- Point localization data:
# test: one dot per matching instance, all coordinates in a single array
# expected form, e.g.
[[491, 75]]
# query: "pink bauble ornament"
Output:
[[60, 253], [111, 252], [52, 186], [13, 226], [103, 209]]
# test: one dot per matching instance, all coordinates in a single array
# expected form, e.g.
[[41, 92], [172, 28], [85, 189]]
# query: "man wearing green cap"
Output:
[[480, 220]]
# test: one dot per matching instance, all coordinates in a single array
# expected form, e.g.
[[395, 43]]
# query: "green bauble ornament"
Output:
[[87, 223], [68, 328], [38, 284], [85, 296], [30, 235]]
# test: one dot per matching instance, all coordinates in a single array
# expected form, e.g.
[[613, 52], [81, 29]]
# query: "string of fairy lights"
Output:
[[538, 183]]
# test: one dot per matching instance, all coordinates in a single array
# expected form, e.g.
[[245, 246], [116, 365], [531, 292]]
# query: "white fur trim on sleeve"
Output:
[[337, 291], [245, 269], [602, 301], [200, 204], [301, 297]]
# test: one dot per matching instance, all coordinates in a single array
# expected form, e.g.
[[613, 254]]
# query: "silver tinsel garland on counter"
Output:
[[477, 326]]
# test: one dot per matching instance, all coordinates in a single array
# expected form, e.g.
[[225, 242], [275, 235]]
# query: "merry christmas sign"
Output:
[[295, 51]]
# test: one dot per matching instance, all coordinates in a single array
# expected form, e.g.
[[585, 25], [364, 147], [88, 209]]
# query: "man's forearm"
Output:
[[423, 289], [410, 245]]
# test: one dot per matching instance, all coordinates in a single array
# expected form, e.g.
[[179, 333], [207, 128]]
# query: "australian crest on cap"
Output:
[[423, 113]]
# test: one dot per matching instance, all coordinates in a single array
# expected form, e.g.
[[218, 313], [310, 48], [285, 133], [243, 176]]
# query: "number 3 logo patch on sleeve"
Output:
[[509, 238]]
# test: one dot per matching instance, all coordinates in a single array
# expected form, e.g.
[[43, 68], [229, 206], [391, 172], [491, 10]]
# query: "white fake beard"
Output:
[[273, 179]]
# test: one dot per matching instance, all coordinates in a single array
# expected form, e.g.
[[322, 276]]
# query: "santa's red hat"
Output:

- Exercise description: Go through the records above line by line and say how many lines include "sleeve", giving only that number.

- Exercise output: 2